Extracted text:
Wikipedia:Bots/Requests for approval/Xenobot 6.2
- The following discussion is an archived debate. Please do not modify it. To request review of this BRFA, please start a new section at WT:BRFA. The result of the discussion was Approved.
Automatic or Manually assisted: Automatic
Programming language(s): AWB or Python
Source code available: On request
Function overview: The bot will deploy a new ISO region code parameter to {{Infobox settlement}}, reducing excessive parserFunctions and template calls to {{CountryAbbr}} and its children. It will also set |coordinates_display=
where appropriate.
Links to relevant discussions (where appropriate): Wikipedia:Bot requests#coordinates type= in Template:Infobox settlement (perm), also here (perm), and here (perm)
Edit period(s): One time one, with occasional patrols as necessary
Estimated number of pages affected: close to 160,000 200,000
Exclusion compliant (Y/N): Y
Already has a bot flag (Y/N): Y
Function details: (Modified from original) The bot will use the |subdivision_name=
& |subdivision_name1=
parameters to generate a new parameter, |coordinates_region=
. This is currently done through parserFunctions and fairly expensive template calls to {{CountryAbbr}} which are asserted to have a noticeable slowing effect when editing settlement articles.

Information given:
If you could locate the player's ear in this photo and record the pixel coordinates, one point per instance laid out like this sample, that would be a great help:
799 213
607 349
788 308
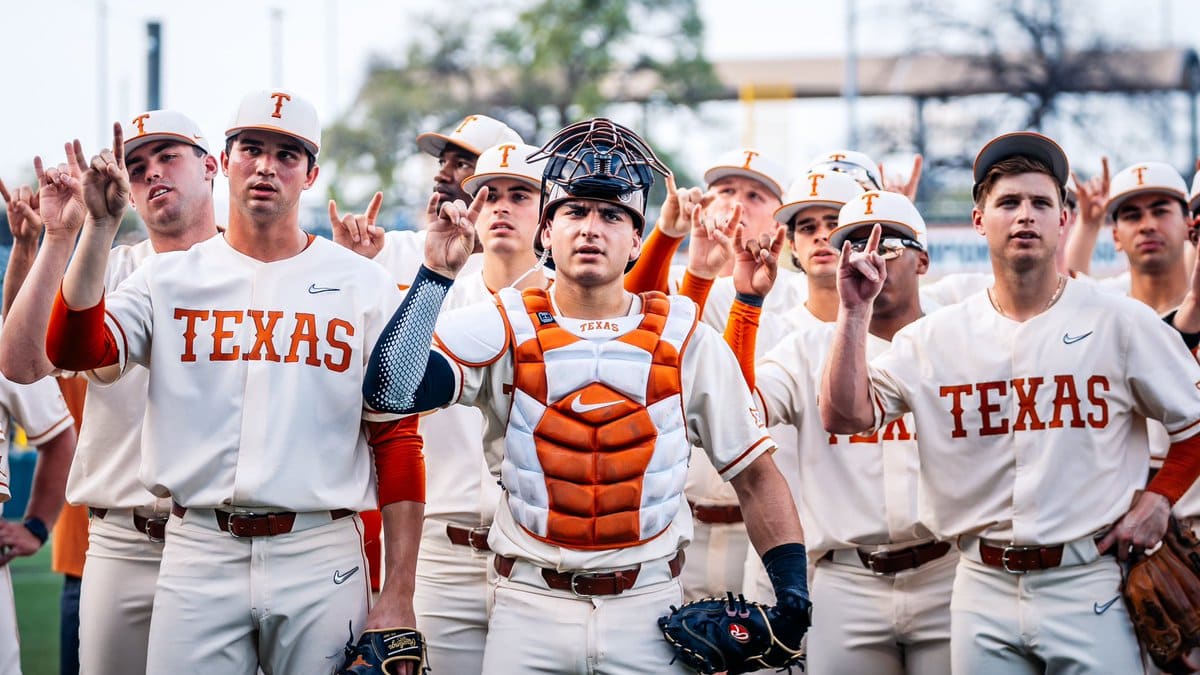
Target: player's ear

Short problem 1: Retype the Xenobot 6.2 request from "Wikipedia:Bots/Requests for approval/Xenobot" up to and including "discussion was Approved.".
Short problem 2: Decide whether each statement agrees with the Xenobot 6.2 request, answering yes or no and quoting the deciding words: (a) The bot's source code is available on request. (b) The bot does not yet have a bot flag. (c) The discussion ended in approval.
The listing comes from a separate source.

Written response 1:
Wikipedia:Bots/Requests for approval/Xenobot 6.2
- The following discussion is an archived debate. Please do not modify it. To request review of this BRFA, please start a new section at WT:BRFA. The result of the discussion was Approved.

Written response 2:
(a) Yes: "Source code available: On request"
(b) No: "Already has a bot flag (Y/N): Y"
(c) Yes: "The result of the discussion was Approved."